--- BEGIN ---
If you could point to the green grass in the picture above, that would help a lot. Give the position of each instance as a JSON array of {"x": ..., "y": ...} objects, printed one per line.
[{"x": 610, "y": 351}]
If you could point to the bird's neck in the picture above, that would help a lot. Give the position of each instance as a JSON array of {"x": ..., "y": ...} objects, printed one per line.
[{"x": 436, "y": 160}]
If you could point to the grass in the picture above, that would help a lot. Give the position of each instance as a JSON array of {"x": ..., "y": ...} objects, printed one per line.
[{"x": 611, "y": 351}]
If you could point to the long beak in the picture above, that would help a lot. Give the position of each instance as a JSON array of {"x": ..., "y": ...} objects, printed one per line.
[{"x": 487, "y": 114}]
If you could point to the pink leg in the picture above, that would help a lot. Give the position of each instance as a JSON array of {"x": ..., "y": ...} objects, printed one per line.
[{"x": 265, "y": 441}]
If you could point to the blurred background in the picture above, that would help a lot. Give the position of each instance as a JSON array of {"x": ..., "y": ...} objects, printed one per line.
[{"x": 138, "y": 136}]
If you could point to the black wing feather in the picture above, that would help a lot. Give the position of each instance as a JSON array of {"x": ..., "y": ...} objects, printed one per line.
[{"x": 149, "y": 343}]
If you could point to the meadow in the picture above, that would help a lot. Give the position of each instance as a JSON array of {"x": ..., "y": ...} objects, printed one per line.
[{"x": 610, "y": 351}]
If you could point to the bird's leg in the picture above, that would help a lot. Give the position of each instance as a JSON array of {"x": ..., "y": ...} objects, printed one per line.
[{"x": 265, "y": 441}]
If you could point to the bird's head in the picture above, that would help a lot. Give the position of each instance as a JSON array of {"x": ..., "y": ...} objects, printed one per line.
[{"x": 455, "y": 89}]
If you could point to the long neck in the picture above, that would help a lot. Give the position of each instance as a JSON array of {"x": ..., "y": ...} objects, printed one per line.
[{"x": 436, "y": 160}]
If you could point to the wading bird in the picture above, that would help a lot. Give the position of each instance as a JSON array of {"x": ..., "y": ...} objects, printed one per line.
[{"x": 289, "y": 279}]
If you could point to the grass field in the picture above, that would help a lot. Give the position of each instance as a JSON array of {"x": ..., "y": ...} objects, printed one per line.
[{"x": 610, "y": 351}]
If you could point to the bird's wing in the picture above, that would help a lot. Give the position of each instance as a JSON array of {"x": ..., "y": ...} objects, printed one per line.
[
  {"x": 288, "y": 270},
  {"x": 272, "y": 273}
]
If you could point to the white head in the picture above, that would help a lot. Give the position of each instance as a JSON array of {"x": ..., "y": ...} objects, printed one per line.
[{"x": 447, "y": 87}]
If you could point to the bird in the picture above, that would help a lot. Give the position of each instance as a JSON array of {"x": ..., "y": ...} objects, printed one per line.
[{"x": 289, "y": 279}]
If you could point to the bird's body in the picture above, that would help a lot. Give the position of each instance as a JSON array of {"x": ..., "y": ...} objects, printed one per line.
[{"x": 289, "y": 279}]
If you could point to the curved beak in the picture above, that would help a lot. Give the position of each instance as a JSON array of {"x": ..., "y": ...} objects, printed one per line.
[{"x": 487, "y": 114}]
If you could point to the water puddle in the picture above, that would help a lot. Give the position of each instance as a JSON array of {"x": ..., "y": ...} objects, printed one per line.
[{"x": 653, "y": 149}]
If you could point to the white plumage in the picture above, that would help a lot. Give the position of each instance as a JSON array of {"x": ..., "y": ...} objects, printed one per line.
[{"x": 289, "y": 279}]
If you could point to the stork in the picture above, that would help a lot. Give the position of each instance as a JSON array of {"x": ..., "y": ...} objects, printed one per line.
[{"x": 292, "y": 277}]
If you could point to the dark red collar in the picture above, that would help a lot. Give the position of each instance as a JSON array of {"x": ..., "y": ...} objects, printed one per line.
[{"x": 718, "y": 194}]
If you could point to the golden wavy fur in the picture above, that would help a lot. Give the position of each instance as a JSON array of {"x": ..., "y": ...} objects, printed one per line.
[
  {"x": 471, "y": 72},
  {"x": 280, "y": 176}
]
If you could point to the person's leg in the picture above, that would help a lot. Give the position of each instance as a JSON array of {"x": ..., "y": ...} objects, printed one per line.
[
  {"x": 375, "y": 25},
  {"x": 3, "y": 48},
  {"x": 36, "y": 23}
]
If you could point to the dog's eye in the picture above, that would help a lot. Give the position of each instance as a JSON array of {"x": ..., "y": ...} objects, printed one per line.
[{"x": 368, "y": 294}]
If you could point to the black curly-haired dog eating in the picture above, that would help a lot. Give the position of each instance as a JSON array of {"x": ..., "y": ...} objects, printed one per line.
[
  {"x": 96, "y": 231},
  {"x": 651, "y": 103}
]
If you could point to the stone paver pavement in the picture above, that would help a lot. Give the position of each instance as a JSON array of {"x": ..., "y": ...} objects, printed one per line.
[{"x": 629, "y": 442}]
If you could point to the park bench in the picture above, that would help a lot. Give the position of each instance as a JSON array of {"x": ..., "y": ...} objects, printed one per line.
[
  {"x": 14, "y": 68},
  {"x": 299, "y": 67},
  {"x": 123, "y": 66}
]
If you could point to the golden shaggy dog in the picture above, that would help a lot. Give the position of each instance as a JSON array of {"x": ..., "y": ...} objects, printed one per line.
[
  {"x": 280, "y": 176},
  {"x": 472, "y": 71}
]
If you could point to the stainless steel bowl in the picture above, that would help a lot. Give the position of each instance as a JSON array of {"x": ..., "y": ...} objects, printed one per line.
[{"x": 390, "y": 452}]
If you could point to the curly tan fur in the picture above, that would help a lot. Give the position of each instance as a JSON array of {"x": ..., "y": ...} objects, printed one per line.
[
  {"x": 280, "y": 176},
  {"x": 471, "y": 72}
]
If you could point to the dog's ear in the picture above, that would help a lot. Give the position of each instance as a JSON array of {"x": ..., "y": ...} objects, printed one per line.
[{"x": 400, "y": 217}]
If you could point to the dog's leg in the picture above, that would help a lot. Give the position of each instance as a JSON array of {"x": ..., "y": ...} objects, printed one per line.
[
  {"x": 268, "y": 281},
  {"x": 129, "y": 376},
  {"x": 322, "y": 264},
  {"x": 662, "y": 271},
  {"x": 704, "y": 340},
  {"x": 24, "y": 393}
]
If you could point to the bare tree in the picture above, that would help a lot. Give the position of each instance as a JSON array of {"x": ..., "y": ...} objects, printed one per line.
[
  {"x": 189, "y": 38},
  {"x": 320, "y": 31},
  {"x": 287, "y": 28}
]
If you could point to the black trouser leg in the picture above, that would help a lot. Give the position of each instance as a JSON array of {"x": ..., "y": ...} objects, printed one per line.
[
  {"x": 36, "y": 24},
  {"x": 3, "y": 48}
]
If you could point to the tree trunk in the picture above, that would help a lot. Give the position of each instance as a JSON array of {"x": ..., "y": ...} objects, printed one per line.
--- END ---
- Written task
Nothing in the listing may be changed; retype it all exactly.

- Response
If you could point to the green grass in the picture above, that would help a lot. Give the position of each instance as a JSON array of {"x": ..., "y": ...} objects, printed one per line.
[{"x": 610, "y": 351}]
If you could point to the bird's neck in the picture above, that would help a lot. Give the position of each instance as a JSON array of {"x": ..., "y": ...} objects, printed one per line.
[{"x": 436, "y": 160}]
If you could point to the grass in the picture above, that would help a lot. Give the position of each instance as a JSON array of {"x": ..., "y": ...} objects, printed one per line.
[{"x": 611, "y": 351}]
If you could point to the long beak in the picture above, that would help a lot. Give the position of each instance as a JSON array of {"x": ..., "y": ...} objects, printed one per line.
[{"x": 487, "y": 114}]
If you could point to the pink leg in the picture above, that would help a lot. Give the position of each instance as a JSON array of {"x": ..., "y": ...} objects, printed one per line.
[{"x": 265, "y": 441}]
If you could point to the blurred background in the picture above, that would help a lot. Give the position of each instance as a JSON array of {"x": ..., "y": ...} objects, printed one per line.
[{"x": 138, "y": 136}]
If you could point to the black wing feather in the picture above, that would help a lot. Give the position of each instance as a JSON array of {"x": ..., "y": ...} objects, printed one per line.
[{"x": 149, "y": 343}]
If you could point to the meadow in the picture above, that would help a lot. Give the position of each instance as a JSON array of {"x": ..., "y": ...} objects, printed one per line.
[{"x": 610, "y": 351}]
If you could point to the bird's leg in the picture above, that would help a lot. Give the position of each instance as a JSON array of {"x": ..., "y": ...} objects, printed one per line.
[{"x": 265, "y": 441}]
If you could point to the bird's head in the picture above, that would help a lot. Give the position of each instance as a JSON array of {"x": ..., "y": ...} objects, printed one per line.
[{"x": 455, "y": 89}]
If you could point to the long neck in the picture above, that would help a lot. Give the position of each instance as a JSON array of {"x": ..., "y": ...} objects, printed one per line.
[{"x": 436, "y": 160}]
If you could point to the wading bird in the picture above, that would help a lot. Give the position of each instance as a JSON array of {"x": ..., "y": ...} objects, printed one per line.
[{"x": 289, "y": 279}]
If you could point to the grass field in the picture above, that would help a lot. Give the position of each instance as a JSON array of {"x": ..., "y": ...} objects, printed one per line.
[{"x": 610, "y": 351}]
If you could point to the bird's wing in the picture above, that would help a lot. Give the position of each instance as a JSON array of {"x": ..., "y": ...} objects, printed one per line.
[
  {"x": 288, "y": 270},
  {"x": 272, "y": 273}
]
If you could point to the white head in the picture above, that would help a lot. Give the position of each instance as a JSON array of {"x": ..., "y": ...} objects, printed one per line.
[{"x": 447, "y": 87}]
If you could point to the bird in the picture above, that would help a lot. Give the position of each instance as a JSON array of {"x": ..., "y": ...} objects, printed one per line.
[{"x": 289, "y": 279}]
If you could point to the bird's body in the picture above, that would help a lot. Give the position of each instance as a JSON array of {"x": ..., "y": ...} objects, printed one per line.
[{"x": 289, "y": 279}]
If you could point to the curved beak in the picture above, that would help a lot. Give the position of each instance as a JSON array of {"x": ..., "y": ...} objects, printed one per line.
[{"x": 487, "y": 114}]
If you could point to the water puddle in the picture above, that would help a lot. Give the position of each instance as a JSON array of {"x": ..., "y": ...} objects, printed one per line.
[{"x": 653, "y": 149}]
If you could point to the white plumage in the picture above, that would help a lot. Give the position of each instance as a JSON array of {"x": ..., "y": ...} objects, printed one per line.
[{"x": 289, "y": 279}]
If you could point to the stork in the picture above, that would help a lot. Give the position of each instance as a JSON array of {"x": ..., "y": ...} objects, printed one per line.
[{"x": 292, "y": 277}]
If you could point to the dark red collar in the picture above, that would help a lot. Give the position of each instance as a JSON array of {"x": ..., "y": ...} objects, printed one per line.
[{"x": 718, "y": 194}]
If you could point to the golden wavy fur in the picture above, that would help a lot. Give the position of each instance as a JSON array of {"x": ..., "y": ...} objects, printed one per line.
[
  {"x": 471, "y": 72},
  {"x": 280, "y": 176}
]
If you could point to the person's leg in the picture above, that would help a lot. Give the position of each instance as a JSON array of {"x": ..., "y": ...} objects, printed one per line.
[
  {"x": 375, "y": 25},
  {"x": 3, "y": 48},
  {"x": 36, "y": 23}
]
If you could point to the dog's eye in the picture above, that would help a lot. Give the position of each instance as a JSON array of {"x": ..., "y": ...} objects, printed one per line.
[{"x": 368, "y": 294}]
If you could point to the black curly-haired dog eating in the picture above, that would help a lot. Give the position of each instance as a JSON array of {"x": ..., "y": ...} objects, printed one per line.
[
  {"x": 96, "y": 231},
  {"x": 651, "y": 103}
]
If you could point to the stone paver pavement in the picture above, that would help a lot. Give the position of each instance as a JSON array of {"x": ..., "y": ...} objects, printed one per line.
[{"x": 629, "y": 442}]
If you could point to the park bench in the picture above, that would help a lot. Give the position of each instance as a JSON array of {"x": ..., "y": ...} objects, printed one per line.
[
  {"x": 14, "y": 68},
  {"x": 299, "y": 67},
  {"x": 123, "y": 66}
]
If you could point to the golden shaggy dog in the picture above, that would help a lot. Give the position of each instance as a JSON array of {"x": ..., "y": ...} objects, printed one per line.
[
  {"x": 280, "y": 176},
  {"x": 472, "y": 71}
]
If you could point to the stainless steel bowl in the picture above, that would help a lot. Give the position of each instance as a JSON array of {"x": ..., "y": ...} objects, printed one per line.
[{"x": 390, "y": 452}]
If you could point to the curly tan fur in the picture above, that would help a lot. Give the position of each instance as a JSON array of {"x": ..., "y": ...} objects, printed one per line.
[
  {"x": 280, "y": 176},
  {"x": 471, "y": 72}
]
If you could point to the dog's ear in the picture above, that would help a lot. Give the position of each instance as a JSON array of {"x": ..., "y": ...} objects, printed one per line.
[{"x": 400, "y": 217}]
If you could point to the dog's leg in the picture above, that would help a lot. Give the position of each instance as a JSON array of {"x": ..., "y": ...} objects, printed one per line.
[
  {"x": 268, "y": 281},
  {"x": 129, "y": 376},
  {"x": 322, "y": 264},
  {"x": 662, "y": 271},
  {"x": 704, "y": 340},
  {"x": 24, "y": 393}
]
If you could point to the bare tree in the picture above, that would help a lot. Give the position of each instance as a JSON array of {"x": ..., "y": ...} objects, printed one per line.
[
  {"x": 189, "y": 38},
  {"x": 320, "y": 31},
  {"x": 287, "y": 28}
]
If you could point to the black trouser leg in the picture above, that would help a lot. Give the position of each instance as a JSON array of {"x": ..., "y": ...} objects, printed one per line.
[
  {"x": 36, "y": 24},
  {"x": 3, "y": 48}
]
If you could point to the tree trunk in the picture above, that would help a lot. Give the position of each instance as a JSON array of {"x": ..., "y": ...} objects, printed one per line.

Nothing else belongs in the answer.